Output, with no changes, the span of lines that opens with the line containing "Target: flap" and closes with the last line.

══════════

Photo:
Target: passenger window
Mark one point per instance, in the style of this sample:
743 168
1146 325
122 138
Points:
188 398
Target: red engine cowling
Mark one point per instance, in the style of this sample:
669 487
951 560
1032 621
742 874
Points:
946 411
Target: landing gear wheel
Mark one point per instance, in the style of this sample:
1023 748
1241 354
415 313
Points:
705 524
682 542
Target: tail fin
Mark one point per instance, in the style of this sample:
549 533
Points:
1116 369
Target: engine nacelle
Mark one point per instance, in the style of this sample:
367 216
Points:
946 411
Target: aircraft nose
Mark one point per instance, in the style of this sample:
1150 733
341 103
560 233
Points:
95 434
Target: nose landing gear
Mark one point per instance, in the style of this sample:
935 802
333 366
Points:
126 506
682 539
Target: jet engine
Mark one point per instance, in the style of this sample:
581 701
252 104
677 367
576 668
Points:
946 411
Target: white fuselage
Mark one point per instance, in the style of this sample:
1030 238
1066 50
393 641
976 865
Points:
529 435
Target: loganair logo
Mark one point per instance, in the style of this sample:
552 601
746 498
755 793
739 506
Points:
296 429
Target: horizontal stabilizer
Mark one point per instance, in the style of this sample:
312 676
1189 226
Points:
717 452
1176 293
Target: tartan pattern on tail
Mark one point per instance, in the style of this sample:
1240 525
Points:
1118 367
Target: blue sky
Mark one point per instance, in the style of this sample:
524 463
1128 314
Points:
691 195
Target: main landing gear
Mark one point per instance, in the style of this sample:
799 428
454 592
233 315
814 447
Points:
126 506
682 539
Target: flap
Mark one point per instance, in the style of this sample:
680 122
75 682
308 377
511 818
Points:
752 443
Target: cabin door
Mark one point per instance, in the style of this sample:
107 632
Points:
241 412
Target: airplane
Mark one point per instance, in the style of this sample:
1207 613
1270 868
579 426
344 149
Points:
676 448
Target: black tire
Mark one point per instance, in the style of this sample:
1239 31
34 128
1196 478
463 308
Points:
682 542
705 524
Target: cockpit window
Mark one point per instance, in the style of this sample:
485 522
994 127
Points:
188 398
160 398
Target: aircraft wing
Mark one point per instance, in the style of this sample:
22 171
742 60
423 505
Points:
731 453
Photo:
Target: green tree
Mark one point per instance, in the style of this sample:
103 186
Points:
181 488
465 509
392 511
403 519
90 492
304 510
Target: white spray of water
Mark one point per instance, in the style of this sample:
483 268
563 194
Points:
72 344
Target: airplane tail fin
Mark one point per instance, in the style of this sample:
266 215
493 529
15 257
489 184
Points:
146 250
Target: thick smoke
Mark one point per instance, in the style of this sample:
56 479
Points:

══════════

§ **Reply**:
Target: flap
Mark one point per instance, in the style of this sample:
680 122
75 682
308 377
511 818
Points:
752 443
Target: cabin door
Mark one point per instance, in the style of this sample:
107 632
Points:
241 412
Target: airplane
Mark one point per instance, in the style of this sample:
1207 613
1270 868
579 426
344 149
Points:
676 448
Target: black tire
Mark one point per instance, in the style of this sample:
1239 31
34 128
1196 478
463 308
Points:
682 542
705 524
Target: cockpit window
Mark one point per instance, in the style of this sample:
485 522
994 127
Points:
188 398
160 398
Target: aircraft wing
Mark one point per instance, in the style of this sample:
22 171
742 60
423 505
Points:
731 453
Photo:
Target: green tree
Mark one point per instance, in the style of this sample:
103 186
Points:
181 488
465 509
392 511
403 519
90 492
304 510
Target: white spray of water
Mark one point per instance, in the style of this sample:
483 268
563 194
Points:
72 344
Target: airplane tail fin
Mark one point per instance, in the style of this sample:
266 215
493 529
15 257
489 184
Points:
146 250
Target: thick smoke
Mark one point per instance, in the style of this sample:
56 479
Points:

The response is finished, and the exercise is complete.